(ACTIONS TO TAKE)
A – Translate this sentence from the Amoebophrya abstract into Spanish: "Host swimming speed decreased gradually throughout the infection cycle, showing a 40% total reduction prior to death of the host."
B – According to the Amoebophrya abstract, where did the Amoebophrya sp. ex. Gymnodinium sanguineum used in the preliminary culture attempts come from?

(SOURCE PASSAGE)
******************************

²Kunsan National University, Kunsan, Korea

Preliminary attempts to culture Amoebophrya sp. ex. Gymnodinium sanguineum from Chesapeake Bay indicated that parasite success may be influenced by water quality. To explore that possibility, we determined parasite generation time, reproductive output, and survivorship of progeny (i.e., dinospores) for host-parasite populations grown in high, intermediate, and low nutrient medium. Parasite generation time normalized to host cell volume showed significant differences among treatments, with infections progressing most rapidly in nutrient replete medium. Parasites of hosts grown in nutrient replete medium also produced 3-4 times more dinospores that those infecting host under low nutrient conditions. Furthermore, the percent of dinospores that established new infections was significantly greater for "high-nutrient" vs. "low-nutrient" parasites. In separate experiments, we determined swimming speed and photosynthetic performance of synchronously infected G. sanguineum relative to parasite age. Host swimming speed decreased gradually throughout the infection cycle, showing a 40% total reduction prior to death of the host. By contrast, photosynthesis at saturating irradiance decrease abruptly by about 60% early in the infection cycle and then remained stable through maturation of the parasite. Results indicate that Amoebophrya sp. is well adapted to exploit host populations of enriched coastal environments and exerts significant controls on host behavior and physiology.

******************************

(INFORMATION SHOWN)
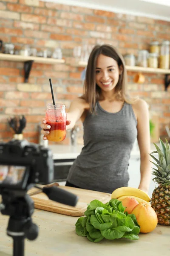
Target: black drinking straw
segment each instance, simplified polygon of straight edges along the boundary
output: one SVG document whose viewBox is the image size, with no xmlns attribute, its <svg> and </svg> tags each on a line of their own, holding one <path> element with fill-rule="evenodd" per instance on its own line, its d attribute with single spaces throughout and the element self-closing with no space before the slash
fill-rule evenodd
<svg viewBox="0 0 170 256">
<path fill-rule="evenodd" d="M 50 78 L 50 79 L 49 79 L 49 80 L 50 81 L 50 87 L 51 87 L 51 92 L 52 99 L 53 99 L 53 105 L 54 105 L 54 108 L 55 109 L 55 100 L 54 100 L 54 97 L 53 87 L 52 86 L 51 80 L 51 78 Z"/>
</svg>

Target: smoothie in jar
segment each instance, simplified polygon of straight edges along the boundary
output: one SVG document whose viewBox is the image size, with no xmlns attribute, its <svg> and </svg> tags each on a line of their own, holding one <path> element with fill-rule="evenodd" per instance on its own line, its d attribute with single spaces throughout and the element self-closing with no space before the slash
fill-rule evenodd
<svg viewBox="0 0 170 256">
<path fill-rule="evenodd" d="M 46 135 L 48 140 L 51 141 L 62 141 L 66 134 L 66 113 L 65 106 L 62 104 L 51 103 L 47 105 L 46 112 L 46 124 L 51 126 L 48 129 L 50 134 Z"/>
</svg>

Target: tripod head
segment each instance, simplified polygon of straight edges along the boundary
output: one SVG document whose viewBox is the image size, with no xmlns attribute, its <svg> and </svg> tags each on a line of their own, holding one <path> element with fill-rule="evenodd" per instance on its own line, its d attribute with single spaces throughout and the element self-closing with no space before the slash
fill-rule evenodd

******************************

(OUTPUTS IN ORDER)
A – La velocidad de natación del hospedador disminuyó gradualmente a lo largo del ciclo de infección, con una reducción total del 40 % antes de la muerte del hospedador.

B – Chesapeake Bay.